━━━ Records for this task ━━━

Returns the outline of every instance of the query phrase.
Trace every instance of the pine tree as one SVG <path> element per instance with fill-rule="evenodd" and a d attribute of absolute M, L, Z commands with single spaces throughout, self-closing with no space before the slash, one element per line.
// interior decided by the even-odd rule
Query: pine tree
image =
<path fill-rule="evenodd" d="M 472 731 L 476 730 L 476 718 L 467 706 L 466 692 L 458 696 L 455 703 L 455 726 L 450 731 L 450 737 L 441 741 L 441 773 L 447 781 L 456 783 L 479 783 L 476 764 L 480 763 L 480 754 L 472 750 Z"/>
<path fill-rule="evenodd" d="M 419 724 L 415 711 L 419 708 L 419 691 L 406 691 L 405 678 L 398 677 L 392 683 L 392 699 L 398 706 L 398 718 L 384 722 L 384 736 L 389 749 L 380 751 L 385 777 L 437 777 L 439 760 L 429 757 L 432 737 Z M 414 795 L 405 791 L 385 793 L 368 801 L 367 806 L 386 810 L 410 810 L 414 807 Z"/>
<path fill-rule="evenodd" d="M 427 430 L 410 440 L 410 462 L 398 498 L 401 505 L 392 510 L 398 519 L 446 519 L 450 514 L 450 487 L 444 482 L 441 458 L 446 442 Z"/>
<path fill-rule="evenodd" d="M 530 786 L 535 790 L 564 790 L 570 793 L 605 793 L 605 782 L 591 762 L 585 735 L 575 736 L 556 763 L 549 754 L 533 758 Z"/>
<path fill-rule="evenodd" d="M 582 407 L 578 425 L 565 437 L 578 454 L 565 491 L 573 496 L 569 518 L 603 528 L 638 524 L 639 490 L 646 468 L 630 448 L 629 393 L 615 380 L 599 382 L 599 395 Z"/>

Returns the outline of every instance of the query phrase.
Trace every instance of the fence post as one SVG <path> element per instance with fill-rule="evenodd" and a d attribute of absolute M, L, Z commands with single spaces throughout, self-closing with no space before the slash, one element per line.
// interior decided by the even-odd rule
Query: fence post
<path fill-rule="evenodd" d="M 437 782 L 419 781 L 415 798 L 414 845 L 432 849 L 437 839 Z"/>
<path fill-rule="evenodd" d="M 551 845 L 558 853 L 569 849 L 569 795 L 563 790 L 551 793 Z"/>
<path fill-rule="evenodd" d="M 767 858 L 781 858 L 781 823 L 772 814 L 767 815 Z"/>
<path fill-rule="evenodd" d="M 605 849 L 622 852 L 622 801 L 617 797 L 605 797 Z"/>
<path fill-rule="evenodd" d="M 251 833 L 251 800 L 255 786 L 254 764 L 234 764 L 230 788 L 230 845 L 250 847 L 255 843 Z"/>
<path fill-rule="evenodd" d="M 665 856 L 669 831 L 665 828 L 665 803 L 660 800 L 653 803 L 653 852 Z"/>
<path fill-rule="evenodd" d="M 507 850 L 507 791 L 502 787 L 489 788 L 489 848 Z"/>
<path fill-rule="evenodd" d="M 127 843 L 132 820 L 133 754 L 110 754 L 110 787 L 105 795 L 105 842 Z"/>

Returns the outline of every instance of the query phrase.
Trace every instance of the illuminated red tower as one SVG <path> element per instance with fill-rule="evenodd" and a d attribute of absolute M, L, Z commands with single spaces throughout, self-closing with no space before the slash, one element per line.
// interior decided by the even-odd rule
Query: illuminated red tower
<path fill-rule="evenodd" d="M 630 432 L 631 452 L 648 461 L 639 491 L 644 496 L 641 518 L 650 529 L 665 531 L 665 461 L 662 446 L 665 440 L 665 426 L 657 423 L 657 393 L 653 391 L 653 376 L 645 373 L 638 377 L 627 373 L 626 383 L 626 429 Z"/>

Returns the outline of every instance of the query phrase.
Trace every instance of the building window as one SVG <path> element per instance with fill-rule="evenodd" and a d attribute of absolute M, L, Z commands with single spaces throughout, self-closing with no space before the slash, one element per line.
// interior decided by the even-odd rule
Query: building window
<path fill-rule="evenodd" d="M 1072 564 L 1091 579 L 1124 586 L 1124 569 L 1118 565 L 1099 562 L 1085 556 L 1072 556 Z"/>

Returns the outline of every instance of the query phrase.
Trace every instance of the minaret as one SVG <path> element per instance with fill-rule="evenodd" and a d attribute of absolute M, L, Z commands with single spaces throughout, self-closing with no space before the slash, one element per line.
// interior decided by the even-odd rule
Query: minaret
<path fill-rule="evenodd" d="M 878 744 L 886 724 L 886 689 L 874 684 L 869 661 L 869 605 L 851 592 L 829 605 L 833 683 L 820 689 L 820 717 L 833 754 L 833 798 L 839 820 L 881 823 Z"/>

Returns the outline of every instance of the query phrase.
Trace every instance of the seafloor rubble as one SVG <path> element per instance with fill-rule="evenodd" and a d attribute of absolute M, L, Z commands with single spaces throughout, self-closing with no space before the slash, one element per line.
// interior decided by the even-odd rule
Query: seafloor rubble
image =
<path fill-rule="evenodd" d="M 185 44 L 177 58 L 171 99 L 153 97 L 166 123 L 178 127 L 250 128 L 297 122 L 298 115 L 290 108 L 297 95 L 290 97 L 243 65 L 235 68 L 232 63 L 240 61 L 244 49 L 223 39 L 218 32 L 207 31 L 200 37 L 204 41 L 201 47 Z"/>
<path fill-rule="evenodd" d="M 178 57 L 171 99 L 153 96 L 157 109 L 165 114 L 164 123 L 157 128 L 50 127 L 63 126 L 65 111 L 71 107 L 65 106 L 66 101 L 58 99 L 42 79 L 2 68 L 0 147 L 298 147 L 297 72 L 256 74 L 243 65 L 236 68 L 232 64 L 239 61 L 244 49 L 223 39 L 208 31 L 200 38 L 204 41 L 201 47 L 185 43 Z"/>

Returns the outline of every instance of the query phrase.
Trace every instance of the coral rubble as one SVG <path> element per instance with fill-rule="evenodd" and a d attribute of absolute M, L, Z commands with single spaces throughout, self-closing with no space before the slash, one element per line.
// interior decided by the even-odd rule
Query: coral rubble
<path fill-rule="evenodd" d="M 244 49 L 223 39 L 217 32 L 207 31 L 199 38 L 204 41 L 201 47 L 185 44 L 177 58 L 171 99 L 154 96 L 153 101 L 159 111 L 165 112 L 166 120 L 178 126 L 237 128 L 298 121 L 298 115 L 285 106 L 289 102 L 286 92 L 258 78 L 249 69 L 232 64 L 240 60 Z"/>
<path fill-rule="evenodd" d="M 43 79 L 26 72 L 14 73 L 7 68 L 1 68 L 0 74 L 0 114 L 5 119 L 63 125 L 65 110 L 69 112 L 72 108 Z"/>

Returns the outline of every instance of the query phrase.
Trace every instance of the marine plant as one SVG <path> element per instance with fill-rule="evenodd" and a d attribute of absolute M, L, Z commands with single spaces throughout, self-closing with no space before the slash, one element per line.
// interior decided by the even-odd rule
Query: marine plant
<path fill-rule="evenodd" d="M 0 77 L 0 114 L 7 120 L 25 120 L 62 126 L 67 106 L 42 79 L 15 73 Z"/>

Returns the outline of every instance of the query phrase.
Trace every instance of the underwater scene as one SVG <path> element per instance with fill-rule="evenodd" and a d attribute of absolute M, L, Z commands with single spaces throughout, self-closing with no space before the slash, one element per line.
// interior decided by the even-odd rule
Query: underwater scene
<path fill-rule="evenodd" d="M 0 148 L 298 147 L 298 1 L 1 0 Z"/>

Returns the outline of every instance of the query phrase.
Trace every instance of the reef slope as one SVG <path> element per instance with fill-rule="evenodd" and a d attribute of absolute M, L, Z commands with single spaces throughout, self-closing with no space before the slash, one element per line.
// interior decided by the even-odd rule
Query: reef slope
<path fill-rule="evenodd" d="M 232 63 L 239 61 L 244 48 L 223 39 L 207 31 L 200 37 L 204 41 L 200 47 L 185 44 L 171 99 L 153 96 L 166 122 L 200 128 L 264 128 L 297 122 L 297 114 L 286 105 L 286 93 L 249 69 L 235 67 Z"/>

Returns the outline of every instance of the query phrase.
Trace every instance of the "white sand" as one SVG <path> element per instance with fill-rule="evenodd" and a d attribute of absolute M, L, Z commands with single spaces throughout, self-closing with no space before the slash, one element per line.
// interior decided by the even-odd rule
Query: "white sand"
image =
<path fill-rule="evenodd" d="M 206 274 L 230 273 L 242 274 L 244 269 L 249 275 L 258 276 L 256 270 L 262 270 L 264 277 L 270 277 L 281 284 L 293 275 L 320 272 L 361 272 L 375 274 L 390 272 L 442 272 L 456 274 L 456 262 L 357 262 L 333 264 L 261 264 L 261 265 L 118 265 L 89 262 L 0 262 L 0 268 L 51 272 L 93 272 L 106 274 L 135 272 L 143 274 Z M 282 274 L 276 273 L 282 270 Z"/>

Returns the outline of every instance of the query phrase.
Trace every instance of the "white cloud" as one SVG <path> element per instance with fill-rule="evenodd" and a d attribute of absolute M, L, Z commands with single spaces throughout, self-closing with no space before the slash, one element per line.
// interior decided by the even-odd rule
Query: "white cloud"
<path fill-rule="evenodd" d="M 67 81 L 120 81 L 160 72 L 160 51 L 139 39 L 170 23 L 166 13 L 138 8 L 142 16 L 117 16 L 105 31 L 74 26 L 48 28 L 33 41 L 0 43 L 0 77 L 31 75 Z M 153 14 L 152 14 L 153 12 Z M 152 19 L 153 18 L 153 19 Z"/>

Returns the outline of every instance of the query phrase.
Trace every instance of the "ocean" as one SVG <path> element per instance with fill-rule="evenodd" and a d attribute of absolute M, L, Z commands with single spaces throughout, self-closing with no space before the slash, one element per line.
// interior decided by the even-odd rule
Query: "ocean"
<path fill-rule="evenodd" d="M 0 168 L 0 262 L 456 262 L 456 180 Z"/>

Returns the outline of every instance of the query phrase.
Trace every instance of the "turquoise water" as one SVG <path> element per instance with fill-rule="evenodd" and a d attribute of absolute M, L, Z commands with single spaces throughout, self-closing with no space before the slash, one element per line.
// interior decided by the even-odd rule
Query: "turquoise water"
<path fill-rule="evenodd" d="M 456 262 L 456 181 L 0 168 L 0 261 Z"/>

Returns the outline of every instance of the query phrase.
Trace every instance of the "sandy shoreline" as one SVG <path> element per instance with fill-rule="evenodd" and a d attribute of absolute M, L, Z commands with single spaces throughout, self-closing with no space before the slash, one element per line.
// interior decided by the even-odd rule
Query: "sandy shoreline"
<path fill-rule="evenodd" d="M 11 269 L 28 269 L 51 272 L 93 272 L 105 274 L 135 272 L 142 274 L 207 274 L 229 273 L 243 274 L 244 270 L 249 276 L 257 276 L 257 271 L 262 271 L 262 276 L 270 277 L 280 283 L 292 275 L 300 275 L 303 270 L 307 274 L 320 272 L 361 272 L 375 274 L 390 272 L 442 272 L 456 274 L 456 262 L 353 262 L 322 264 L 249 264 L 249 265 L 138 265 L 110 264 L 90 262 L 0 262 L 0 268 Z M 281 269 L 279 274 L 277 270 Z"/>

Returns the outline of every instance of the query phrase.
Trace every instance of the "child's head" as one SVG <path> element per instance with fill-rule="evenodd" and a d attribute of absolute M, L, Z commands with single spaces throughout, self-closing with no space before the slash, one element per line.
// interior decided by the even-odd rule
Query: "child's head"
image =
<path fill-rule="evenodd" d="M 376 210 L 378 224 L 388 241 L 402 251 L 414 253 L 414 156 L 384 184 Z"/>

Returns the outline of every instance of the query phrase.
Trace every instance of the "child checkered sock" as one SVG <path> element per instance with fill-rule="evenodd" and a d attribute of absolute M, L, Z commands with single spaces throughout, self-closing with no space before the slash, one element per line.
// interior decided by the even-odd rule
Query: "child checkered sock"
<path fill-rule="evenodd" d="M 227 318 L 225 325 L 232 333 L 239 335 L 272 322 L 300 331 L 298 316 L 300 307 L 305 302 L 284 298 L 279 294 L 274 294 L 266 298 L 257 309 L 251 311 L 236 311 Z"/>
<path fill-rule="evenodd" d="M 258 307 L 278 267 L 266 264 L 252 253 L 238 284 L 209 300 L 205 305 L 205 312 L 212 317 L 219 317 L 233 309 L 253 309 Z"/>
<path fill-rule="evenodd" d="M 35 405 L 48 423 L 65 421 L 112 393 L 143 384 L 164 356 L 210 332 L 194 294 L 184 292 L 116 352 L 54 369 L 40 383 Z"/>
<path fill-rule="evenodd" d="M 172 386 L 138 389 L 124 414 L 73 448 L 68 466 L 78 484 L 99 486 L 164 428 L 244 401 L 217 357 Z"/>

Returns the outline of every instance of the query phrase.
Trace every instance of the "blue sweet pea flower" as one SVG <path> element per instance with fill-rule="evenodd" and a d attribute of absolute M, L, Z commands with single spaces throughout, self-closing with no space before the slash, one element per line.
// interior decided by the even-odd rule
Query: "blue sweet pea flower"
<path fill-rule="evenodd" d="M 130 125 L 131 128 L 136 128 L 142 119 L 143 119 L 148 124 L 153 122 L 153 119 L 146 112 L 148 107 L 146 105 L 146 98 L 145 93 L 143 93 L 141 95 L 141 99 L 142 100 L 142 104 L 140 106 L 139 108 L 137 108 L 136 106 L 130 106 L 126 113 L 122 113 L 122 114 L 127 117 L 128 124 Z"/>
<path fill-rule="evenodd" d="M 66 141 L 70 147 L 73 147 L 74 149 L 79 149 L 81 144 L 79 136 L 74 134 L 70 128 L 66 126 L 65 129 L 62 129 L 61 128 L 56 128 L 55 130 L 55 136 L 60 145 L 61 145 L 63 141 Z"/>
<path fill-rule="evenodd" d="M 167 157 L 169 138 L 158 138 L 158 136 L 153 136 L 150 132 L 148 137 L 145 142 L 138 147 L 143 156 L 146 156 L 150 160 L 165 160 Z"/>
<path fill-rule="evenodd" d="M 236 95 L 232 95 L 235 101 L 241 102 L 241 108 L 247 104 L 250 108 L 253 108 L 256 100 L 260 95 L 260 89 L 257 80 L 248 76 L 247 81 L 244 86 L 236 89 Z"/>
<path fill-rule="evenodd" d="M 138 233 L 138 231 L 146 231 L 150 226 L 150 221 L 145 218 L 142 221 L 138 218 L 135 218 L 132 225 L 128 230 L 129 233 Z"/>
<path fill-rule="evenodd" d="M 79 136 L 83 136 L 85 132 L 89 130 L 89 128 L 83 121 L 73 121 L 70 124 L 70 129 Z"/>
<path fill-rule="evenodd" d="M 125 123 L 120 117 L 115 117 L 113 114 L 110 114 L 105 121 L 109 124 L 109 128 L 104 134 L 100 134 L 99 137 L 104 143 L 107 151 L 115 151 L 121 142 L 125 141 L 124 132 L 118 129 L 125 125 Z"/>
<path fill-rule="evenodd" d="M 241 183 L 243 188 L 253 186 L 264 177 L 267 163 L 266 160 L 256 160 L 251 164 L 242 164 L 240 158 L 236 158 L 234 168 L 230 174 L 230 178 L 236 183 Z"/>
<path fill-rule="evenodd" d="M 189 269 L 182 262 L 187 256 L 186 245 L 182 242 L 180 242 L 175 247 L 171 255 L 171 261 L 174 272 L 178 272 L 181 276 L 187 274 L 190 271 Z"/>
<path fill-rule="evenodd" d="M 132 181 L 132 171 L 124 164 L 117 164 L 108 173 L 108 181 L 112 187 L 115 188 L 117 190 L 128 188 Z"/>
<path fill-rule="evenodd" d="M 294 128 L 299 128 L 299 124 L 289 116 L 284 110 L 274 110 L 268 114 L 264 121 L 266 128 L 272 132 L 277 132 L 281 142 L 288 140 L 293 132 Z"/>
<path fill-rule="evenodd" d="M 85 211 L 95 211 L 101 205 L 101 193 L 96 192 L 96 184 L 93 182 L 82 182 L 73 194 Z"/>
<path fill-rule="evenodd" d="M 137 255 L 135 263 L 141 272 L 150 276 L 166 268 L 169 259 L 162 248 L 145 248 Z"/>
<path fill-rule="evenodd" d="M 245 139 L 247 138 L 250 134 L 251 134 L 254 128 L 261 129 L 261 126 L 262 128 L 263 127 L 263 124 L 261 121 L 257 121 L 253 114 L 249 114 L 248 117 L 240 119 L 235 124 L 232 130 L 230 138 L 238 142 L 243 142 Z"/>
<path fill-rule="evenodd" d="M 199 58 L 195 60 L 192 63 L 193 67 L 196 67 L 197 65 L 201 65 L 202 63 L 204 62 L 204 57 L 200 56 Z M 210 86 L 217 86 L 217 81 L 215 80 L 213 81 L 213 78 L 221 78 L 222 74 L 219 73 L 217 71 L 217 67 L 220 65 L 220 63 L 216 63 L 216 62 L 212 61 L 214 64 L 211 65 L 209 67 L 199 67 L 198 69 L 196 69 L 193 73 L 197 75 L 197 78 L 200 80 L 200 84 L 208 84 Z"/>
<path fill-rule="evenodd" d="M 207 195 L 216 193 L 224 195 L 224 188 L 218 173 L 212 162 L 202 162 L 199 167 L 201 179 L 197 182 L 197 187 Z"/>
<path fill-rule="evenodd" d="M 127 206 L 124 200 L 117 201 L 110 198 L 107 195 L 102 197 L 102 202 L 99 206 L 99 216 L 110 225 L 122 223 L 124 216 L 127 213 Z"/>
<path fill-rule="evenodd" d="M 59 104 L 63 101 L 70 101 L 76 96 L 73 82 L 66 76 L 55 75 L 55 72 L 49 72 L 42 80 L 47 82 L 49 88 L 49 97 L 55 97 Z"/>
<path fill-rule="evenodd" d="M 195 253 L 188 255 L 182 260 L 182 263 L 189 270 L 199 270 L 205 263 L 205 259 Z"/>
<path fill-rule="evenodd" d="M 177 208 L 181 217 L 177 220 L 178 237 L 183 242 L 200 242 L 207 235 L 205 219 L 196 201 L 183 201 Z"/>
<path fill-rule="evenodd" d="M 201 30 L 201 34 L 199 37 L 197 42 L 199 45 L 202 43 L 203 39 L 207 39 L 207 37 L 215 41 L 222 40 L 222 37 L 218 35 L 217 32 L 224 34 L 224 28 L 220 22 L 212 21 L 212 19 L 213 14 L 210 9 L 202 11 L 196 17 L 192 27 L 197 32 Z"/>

━━━

§ **What to do**: Pick out every line in the dataset entries above that contains the word "marine", and copy each one.

§ **Expected answer**:
Trace every instance of the marine plant as one SVG <path> element per instance with fill-rule="evenodd" and a d attribute of absolute M, L, Z commands with single spaces throughout, self-closing with no space before the slash, one element per line.
Query: marine plant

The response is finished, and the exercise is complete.